Passage:
------
If you would like to access more detailed information on supported versions, please refer to the Supported upgrade paths.

Summary 

As discussed in detail, upgrading from CDH or HDP is a way forward to leverage the new features of CDP DC 7.1.

With this new platform, users will have Capacity Scheduler as the default scheduler, with the additional benefit of native support of GPU / FPGA scheduling and Docker containers, all integrated into Cloudera Manager. You will also get Queue Manager which is our brand new tool for managing YARN scheduler queues.

Talking about user interfaces, YARN Web UIv2 is also integrated by default into Cloudera Manager.

We also talked about several logging improvements users can leverage.

Acknowledgments

I’d like to thank Wilfred Spiegelenburg and Sunil Govindan for our planning and brainstorming sessions about how to approach the whole topic and testability perspectives of upgrading.
------
Excerpted records:
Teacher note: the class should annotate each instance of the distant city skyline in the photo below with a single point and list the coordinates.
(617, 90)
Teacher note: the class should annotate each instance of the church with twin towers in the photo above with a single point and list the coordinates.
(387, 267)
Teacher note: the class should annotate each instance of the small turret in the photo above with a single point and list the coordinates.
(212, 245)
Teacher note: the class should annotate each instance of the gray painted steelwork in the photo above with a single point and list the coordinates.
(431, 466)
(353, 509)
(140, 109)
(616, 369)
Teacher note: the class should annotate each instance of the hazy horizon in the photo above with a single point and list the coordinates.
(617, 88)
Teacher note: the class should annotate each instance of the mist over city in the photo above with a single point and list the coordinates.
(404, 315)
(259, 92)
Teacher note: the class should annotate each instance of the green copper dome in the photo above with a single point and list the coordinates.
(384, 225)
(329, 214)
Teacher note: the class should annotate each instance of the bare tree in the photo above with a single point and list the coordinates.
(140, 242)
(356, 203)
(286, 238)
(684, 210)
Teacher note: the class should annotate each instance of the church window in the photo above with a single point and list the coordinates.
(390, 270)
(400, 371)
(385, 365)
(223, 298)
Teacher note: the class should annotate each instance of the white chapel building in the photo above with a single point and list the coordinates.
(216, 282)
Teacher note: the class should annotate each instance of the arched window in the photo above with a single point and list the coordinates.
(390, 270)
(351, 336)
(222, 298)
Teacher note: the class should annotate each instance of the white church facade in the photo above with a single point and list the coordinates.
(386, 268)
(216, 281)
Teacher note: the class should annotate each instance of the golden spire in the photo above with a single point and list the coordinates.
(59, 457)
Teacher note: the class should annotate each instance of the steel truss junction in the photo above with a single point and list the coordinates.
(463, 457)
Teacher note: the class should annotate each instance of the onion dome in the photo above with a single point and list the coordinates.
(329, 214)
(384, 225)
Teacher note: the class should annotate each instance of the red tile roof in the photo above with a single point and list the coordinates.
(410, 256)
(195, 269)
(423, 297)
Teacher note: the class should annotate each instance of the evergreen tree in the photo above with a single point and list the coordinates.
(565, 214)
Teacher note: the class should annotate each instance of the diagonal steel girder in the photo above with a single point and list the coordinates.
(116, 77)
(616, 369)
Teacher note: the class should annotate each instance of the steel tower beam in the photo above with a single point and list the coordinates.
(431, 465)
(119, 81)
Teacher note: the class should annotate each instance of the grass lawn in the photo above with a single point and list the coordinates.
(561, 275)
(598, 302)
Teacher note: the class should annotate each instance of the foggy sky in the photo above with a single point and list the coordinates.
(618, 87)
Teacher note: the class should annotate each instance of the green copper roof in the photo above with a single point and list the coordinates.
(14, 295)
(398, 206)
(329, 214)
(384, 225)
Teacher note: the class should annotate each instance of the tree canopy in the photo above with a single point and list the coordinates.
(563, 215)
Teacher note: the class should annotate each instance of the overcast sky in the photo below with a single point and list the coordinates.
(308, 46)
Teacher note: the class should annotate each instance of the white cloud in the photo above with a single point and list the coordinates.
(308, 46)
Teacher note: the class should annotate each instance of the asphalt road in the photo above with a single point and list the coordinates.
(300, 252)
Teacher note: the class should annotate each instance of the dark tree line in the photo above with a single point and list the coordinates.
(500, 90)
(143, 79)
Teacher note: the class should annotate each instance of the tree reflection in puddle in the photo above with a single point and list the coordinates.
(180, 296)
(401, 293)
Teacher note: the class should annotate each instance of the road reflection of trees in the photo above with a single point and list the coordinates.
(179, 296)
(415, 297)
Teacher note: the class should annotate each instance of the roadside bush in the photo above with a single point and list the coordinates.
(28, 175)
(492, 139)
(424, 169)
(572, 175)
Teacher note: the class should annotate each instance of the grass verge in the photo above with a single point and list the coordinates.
------
Tasks to perform:
1/ In the CDP upgrade summary, write out again the part that begins at the words "With this new" and stops after "users can leverage.", substituting "Fair Scheduler" for "Capacity Scheduler".
2/ Answer these questions from the CDP upgrade summary:
(a) What is the default scheduler on the new platform?
(b) Which tool is described as brand new for managing YARN scheduler queues?
(c) Which two people are thanked in the acknowledgments?

Solutions in order:
1/
With this new platform, users will have Fair Scheduler as the default scheduler, with the additional benefit of native support of GPU / FPGA scheduling and Docker containers, all integrated into Cloudera Manager. You will also get Queue Manager which is our brand new tool for managing YARN scheduler queues.

Talking about user interfaces, YARN Web UIv2 is also integrated by default into Cloudera Manager.

We also talked about several logging improvements users can leverage.

2/
(a) Capacity Scheduler
(b) Queue Manager
(c) Wilfred Spiegelenburg and Sunil Govindan